Access Level Semantics for Public Classes Semantics for Nonpublic Classes
public Allows access by any class in any package. Allows access by any class in the same package.
protected Allows access by subclasses in any package, and by any class in the same package. Allows access by any class in the same package.
default Allows access by any class in the same package. Allows access by any class in the same package.
private Allows access only from within the class. Allows access only from within the class.
Table 2: Java Access Levels

Although Java does not support friends, if both classes can be put in the same package and use the default level, then a similar effect can be achieved. The difference is that the C++ friend construct provides unidirectional access control, while this solution in Java would allow bidirectional access. There is no way in Java to have two classes in different packages have access to one another without using public variables. While such access may occasionally be useful, this is not a serious limitation. In fact, it may be seen as encouraging good design: using friends violates encapsulation, and it makes sense to put all such classes as closely together as possible (such as in the same package).

STATED GOAL 1 -
Please convert the part of the records that opens with the line containing "Objective: one point per instance of the black and" and closes with the last line of the records into a JSON list of strings, one string per line, leaving out blank lines.
The passage on Java access levels has no connection to the records.

SUPPLIED INFORMATION -
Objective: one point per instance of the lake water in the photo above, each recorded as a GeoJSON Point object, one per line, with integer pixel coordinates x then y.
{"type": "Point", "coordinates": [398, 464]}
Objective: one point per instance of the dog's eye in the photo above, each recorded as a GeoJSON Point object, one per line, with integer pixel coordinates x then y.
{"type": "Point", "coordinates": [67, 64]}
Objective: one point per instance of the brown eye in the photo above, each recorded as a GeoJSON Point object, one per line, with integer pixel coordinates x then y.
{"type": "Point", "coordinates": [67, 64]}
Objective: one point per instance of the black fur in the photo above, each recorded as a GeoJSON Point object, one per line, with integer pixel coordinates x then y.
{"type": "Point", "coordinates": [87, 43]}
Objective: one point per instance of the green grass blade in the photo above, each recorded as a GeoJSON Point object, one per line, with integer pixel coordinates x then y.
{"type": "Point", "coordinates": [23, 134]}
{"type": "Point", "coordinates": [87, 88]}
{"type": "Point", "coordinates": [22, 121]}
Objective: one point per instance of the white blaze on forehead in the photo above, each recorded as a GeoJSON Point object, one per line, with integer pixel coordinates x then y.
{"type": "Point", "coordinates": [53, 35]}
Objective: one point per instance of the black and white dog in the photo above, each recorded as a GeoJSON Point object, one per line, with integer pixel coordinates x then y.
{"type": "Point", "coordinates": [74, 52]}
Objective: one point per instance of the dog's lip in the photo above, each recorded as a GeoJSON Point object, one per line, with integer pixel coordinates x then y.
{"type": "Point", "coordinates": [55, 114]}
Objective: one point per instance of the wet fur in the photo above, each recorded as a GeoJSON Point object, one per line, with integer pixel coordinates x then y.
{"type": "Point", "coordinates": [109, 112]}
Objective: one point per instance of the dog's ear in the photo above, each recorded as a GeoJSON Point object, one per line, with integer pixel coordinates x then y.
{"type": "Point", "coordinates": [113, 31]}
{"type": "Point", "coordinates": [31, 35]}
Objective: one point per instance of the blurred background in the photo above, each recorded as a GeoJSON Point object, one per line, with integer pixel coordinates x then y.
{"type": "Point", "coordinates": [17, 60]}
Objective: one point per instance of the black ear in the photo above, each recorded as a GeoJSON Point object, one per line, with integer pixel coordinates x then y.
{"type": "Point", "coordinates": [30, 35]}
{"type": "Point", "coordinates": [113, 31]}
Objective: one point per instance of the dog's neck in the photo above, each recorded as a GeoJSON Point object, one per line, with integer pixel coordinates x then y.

STATED GOAL 2 -
In the passage on Java access levels, what kind of access control does the C++ friend construct provide?

FINAL RESULT 1 -
[
  "Objective: one point per instance of the black and white dog in the photo above, each recorded as a GeoJSON Point object, one per line, with integer pixel coordinates x then y.",
  "{\"type\": \"Point\", \"coordinates\": [74, 52]}",
  "Objective: one point per instance of the dog's lip in the photo above, each recorded as a GeoJSON Point object, one per line, with integer pixel coordinates x then y.",
  "{\"type\": \"Point\", \"coordinates\": [55, 114]}",
  "Objective: one point per instance of the wet fur in the photo above, each recorded as a GeoJSON Point object, one per line, with integer pixel coordinates x then y.",
  "{\"type\": \"Point\", \"coordinates\": [109, 112]}",
  "Objective: one point per instance of the dog's ear in the photo above, each recorded as a GeoJSON Point object, one per line, with integer pixel coordinates x then y.",
  "{\"type\": \"Point\", \"coordinates\": [113, 31]}",
  "{\"type\": \"Point\", \"coordinates\": [31, 35]}",
  "Objective: one point per instance of the blurred background in the photo above, each recorded as a GeoJSON Point object, one per line, with integer pixel coordinates x then y.",
  "{\"type\": \"Point\", \"coordinates\": [17, 60]}",
  "Objective: one point per instance of the black ear in the photo above, each recorded as a GeoJSON Point object, one per line, with integer pixel coordinates x then y.",
  "{\"type\": \"Point\", \"coordinates\": [30, 35]}",
  "{\"type\": \"Point\", \"coordinates\": [113, 31]}",
  "Objective: one point per instance of the dog's neck in the photo above, each recorded as a GeoJSON Point object, one per line, with integer pixel coordinates x then y."
]

FINAL RESULT 2 -
Unidirectional access control.